• Tu tarea:
¿Puedes continuar el texto sobre las elecciones internas del PRI a partir de su última oración?

Las elecciones internas del PRI del 7 de noviembre para elegir candidato presidencial se han presentado como la evidencia de una supuesta democratización del régimen, pero lo que están anunciando en realidad es la intención del grupo salinista de llevar a cabo una nueva imposición en el 2000 y constituyen una seria advertencia al país.
1. El gobierno mexicano lanzó desde la noche del domingo 7, aun antes de que hubiese cifras oficiales de esas ``elecciones'', una vasta campaña de propaganda tendiente a hacer creer que el proceso interno del PRI era ``ejemplar'' y que, tras una participación que se calificaba como ``impresionante'', una supuesta mayoría ``abrumadora'' había ``elegido'' como candidato a Francisco Labastida, con lo que según sugerían todos los ``analistas'' el régimen daba muestras de ser ya democrático y, según ellos, resultaba evidente que el PRI tenía ya ganadas las elecciones del 2000.

• Extracto de datos:
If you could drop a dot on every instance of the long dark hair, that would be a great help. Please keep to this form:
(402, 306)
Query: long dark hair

• Respuesta del ejercicio:
2. Las primarias priístas se presentaron desde que fueron anunciadas en el mes de mayo como una operación de propaganda del gobierno ``de Zedillo'' para hacer creer que en México ya no hay ``dedazo'' al haber nacido por decreto un ``nuevo PRI'' democrático, de manera particular para que se reconozca a nivel internacional ``la transición mexicana'', y a nadie debería extrañar por lo mismo la campaña de desinformación que se ha sucedido a éstas pretendiendo confundir sobre la naturaleza del régimen (que sigue siendo obviamente presidencialista y de partido de Estado) y sobre la fuerza real del PRI (que no ha dejado de ser otra que la propia fuerza del poder público). Lo que llama la atención es sin embargo las dimensiones de esta operación de propaganda que busca lo mismo legitimar al régimen en el exterior como convalidar por adelantado la imposición que se pretende hacer de Labastida en el 2000, y todo ello con base en el papel que tienen en México los medios, que lejos de lo que pretenden sobre su supuesta imparcialidad continúan siendo aparatos fundamentales del ``sistema''.
3. Los hechos son empero muy distintos a como se han venido describiendo, pues la del domingo 7 fue una verdadera elección ``de Estado'', en la que los resultados eran conocidos por anticipado pues a nadie se ocultaba que el precandidato oficial iba a ser apoyado con todo el peso del Estado, de manera que sus contendientes, aun a pesar suyo, estaban destinados a ser patiños, aun y cuando fuesen agresivos (Madrazo o Bartlett), y a terminar todos por convalidar el proceso, al más puro estilo siciliano.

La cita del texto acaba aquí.